### Work order
Using the listing below, select the lines with the word "roof" and copy them.

### The data
──────────

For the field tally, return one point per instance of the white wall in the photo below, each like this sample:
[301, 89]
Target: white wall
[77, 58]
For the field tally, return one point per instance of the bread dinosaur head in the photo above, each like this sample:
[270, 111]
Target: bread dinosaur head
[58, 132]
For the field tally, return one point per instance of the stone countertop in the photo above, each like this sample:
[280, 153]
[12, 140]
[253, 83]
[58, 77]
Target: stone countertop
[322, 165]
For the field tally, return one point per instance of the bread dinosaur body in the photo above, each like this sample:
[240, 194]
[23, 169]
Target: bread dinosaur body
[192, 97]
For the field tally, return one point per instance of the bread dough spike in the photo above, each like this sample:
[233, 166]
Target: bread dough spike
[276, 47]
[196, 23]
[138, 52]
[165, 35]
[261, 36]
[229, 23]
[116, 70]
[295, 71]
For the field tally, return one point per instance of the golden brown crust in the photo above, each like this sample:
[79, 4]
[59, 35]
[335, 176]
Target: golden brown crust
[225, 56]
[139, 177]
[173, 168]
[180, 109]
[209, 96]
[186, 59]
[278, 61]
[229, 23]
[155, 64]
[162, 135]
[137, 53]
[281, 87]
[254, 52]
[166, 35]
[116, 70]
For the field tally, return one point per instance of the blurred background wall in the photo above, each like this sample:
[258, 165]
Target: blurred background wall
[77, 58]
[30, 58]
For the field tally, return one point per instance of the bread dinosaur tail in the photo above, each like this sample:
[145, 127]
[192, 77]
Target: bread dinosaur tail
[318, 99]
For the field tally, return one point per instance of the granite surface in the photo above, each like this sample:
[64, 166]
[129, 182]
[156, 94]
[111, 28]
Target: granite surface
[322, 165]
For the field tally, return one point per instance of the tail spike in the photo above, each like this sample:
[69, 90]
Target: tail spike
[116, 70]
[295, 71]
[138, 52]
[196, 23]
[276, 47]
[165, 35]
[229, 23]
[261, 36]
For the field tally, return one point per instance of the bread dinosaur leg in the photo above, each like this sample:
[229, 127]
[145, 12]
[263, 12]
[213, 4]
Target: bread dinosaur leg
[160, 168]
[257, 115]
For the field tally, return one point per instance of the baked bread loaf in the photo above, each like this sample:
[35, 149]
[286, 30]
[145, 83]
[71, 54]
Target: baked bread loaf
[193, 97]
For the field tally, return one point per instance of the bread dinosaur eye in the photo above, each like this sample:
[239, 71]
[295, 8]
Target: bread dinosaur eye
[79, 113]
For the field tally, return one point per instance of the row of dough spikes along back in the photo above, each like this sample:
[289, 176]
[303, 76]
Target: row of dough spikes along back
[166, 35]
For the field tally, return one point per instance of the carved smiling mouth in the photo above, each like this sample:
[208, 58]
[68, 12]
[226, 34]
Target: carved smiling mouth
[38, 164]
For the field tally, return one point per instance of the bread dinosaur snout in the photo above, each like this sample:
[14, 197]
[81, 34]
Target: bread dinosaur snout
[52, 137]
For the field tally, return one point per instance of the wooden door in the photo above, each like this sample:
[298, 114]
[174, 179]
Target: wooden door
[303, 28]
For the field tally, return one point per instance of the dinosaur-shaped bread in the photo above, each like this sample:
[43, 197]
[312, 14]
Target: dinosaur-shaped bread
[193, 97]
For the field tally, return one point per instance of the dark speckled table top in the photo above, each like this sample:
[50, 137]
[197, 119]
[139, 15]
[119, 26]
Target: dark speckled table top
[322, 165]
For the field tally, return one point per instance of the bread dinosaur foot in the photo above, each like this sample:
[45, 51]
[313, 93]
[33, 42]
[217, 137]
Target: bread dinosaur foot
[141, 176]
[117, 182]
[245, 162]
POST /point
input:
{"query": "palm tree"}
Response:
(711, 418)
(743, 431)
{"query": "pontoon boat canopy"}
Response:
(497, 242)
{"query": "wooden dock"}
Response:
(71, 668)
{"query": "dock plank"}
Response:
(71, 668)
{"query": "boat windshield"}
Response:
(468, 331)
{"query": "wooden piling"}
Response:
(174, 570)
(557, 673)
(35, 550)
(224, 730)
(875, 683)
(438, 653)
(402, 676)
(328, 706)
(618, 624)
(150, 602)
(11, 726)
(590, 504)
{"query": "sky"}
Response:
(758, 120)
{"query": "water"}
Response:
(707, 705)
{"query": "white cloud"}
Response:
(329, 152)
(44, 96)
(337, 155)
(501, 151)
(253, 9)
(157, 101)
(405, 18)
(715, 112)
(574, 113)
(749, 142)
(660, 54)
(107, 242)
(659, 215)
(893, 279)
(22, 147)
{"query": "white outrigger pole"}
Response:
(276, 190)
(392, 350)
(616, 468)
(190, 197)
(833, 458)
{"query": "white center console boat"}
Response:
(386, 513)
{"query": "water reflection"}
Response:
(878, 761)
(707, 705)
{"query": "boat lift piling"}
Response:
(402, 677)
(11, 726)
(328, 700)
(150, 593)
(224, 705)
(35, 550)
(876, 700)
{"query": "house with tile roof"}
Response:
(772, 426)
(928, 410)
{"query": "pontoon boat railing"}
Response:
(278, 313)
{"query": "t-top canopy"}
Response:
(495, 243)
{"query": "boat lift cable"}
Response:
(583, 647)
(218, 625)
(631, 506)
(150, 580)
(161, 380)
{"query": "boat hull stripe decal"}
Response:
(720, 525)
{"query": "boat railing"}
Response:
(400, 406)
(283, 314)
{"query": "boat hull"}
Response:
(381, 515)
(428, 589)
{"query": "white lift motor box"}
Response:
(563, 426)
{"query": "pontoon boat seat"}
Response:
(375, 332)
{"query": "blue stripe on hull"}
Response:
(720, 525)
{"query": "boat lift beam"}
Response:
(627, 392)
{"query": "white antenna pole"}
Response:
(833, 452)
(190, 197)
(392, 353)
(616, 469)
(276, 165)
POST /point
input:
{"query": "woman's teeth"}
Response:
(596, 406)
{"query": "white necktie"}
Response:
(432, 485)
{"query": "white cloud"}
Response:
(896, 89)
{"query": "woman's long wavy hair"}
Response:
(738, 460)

──────────

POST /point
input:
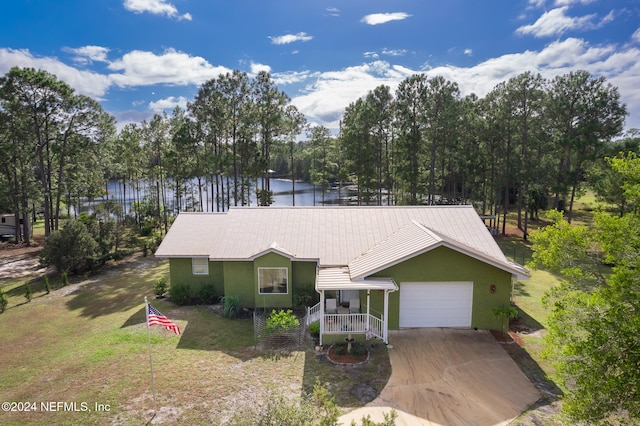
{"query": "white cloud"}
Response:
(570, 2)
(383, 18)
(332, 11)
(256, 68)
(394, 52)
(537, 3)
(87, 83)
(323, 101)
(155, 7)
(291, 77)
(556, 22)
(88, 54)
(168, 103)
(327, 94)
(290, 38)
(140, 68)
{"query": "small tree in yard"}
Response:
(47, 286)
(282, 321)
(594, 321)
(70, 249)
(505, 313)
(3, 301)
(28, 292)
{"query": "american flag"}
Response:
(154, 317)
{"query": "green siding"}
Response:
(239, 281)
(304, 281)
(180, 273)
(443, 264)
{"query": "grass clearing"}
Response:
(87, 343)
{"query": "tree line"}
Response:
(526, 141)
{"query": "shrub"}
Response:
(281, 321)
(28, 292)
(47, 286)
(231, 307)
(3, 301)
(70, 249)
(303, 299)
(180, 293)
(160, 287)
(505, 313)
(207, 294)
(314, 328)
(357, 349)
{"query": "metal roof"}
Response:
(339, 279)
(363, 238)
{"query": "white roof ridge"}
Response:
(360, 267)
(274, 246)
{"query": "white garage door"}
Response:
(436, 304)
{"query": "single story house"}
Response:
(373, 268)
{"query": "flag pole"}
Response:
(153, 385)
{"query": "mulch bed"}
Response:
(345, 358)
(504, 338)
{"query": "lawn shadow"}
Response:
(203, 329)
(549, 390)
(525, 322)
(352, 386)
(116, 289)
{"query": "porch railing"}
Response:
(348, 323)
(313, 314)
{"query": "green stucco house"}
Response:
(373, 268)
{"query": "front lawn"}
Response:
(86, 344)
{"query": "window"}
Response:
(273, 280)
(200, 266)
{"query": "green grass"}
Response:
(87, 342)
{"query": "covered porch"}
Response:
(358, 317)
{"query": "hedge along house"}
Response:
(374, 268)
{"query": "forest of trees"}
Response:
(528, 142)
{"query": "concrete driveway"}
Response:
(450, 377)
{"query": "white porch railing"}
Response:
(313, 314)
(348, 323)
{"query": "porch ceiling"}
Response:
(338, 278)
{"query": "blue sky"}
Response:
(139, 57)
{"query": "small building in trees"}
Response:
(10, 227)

──────────

### Task solution
{"query": "house with tile roof"}
{"query": "metal roof"}
{"query": "white roof ridge"}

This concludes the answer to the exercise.